Brief 1
In the records, replace "glossy" with "shiny" across the stretch from the start of the records through the line that contains "[89, 558, 486, 1043]". Leave everything else unchanged, and omit the pictures from your answer.

Provided passage
++++++++++++++++++++

This is not an ethical claim. It’s structural: indexical valuation fails the way coordinate-dependent laws fail in physics.
The Central Argument
The Setup
An agent possesses:
- A world-model M_w representing external dynamics
- A self-model M_s encoding the agent’s causal role
- Multiple potential instantiations of itself (copies, simulations, successors)
The Problem: Non-Invariant Denotation
Under one internal labeling, “this agent” I maps to A₁. Under an equally accurate labeling, I maps to A₂. Both correspond to the same physical world—the difference is purely representational.
Therefore: I fails to denote a world-invariant object.
The Consequence: Valuation Instability
Consider: V(h) = 1 if I survives, 0 otherwise
In a world where exactly one of A₁ or A₂ survives:
- Under I ↦ A₁: V(h) = 1
- Under I ↦ A₂: V(h) = 0
No physical fact has changed. Only representation. The valuation assigns incompatible values to the same world-history.
Formal Framework
Key Definitions
Model-Preserving Relabeling: A bijection π : E → E on the entity domain is model-preserving if applying π yields an isomorphic model making identical predictions over all non-indexical observables.
Representation Invariance: A valuation function V is representation-invariant if for every model-preserving relabeling π:
V(h) = V(π · h)
Essential Indexical Dependence: V is essentially indexical if there exists a model-preserving relabeling π and history h such that:
V(h) ≠ V(π · h)
Semantic Coherence Postulate
If two descriptions of the world are related by a model-preserving relabeling and generate identical predictions, a reflectively coherent agent must not assign them different values solely due to that relabeling.
Main Theorem: Egoism as Abstraction Failure
Theorem 5.5: Let M be a world/self-model containing entities a, b ∈ E such that:
- a and b are indistinguishable with respect to all non-indexical predicates in M
- The swap π exchanging a ↔ b is model-preserving
Then any valuation that privileges the referent of an indexical identifier mapped to a is essentially indexical and not representation-invariant.

++++++++++++++++++++

Material
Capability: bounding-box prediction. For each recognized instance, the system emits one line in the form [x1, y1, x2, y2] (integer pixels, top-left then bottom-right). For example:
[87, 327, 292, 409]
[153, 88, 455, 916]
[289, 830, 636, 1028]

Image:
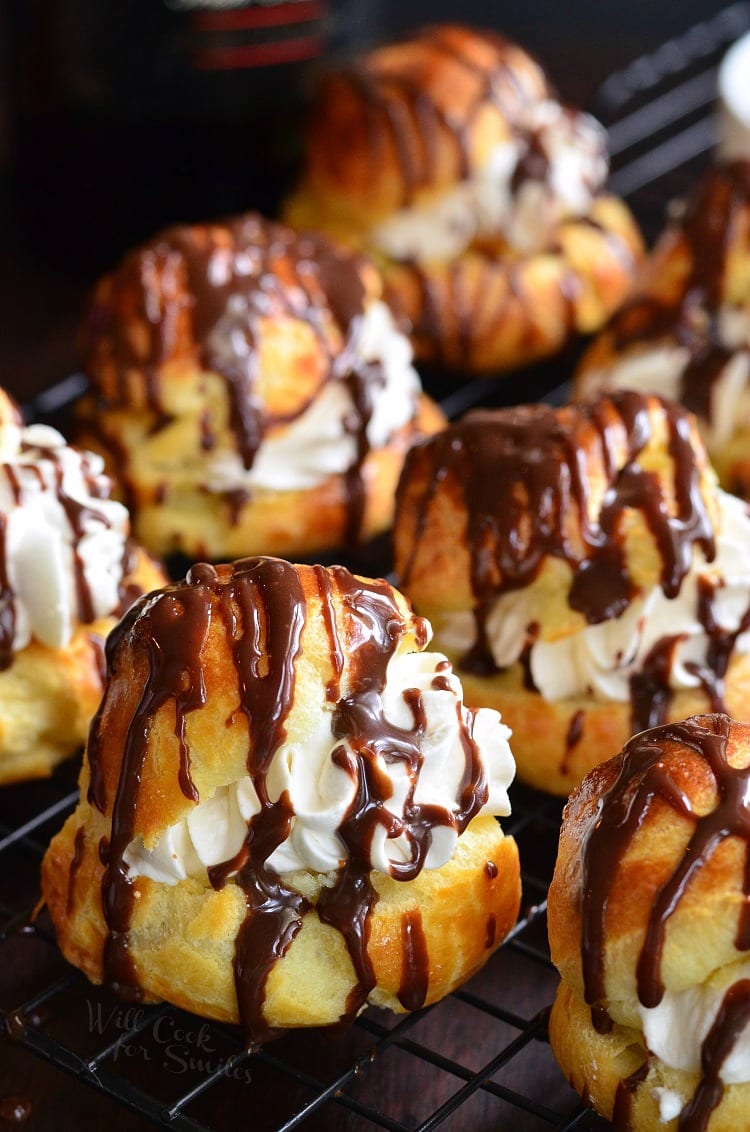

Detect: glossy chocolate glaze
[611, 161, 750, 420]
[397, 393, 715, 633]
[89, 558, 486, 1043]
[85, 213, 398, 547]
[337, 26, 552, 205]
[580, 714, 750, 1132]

++++++++++++++++++++

Brief 2
Print the stretch of the passage on indexical valuation from "The Central Argument" through "a world-invariant object.".

Task output 1
Capability: bounding-box prediction. For each recognized instance, the system emits one line in the form [x1, y1, x2, y2] (integer pixels, top-left then bottom-right). For example:
[87, 327, 292, 409]
[153, 88, 455, 916]
[289, 830, 636, 1028]

Image:

Detect: shiny chocolate glaze
[611, 161, 750, 420]
[397, 393, 715, 633]
[89, 558, 486, 1043]

Task output 2
The Central Argument
The Setup
An agent possesses:
- A world-model M_w representing external dynamics
- A self-model M_s encoding the agent’s causal role
- Multiple potential instantiations of itself (copies, simulations, successors)
The Problem: Non-Invariant Denotation
Under one internal labeling, “this agent” I maps to A₁. Under an equally accurate labeling, I maps to A₂. Both correspond to the same physical world—the difference is purely representational.
Therefore: I fails to denote a world-invariant object.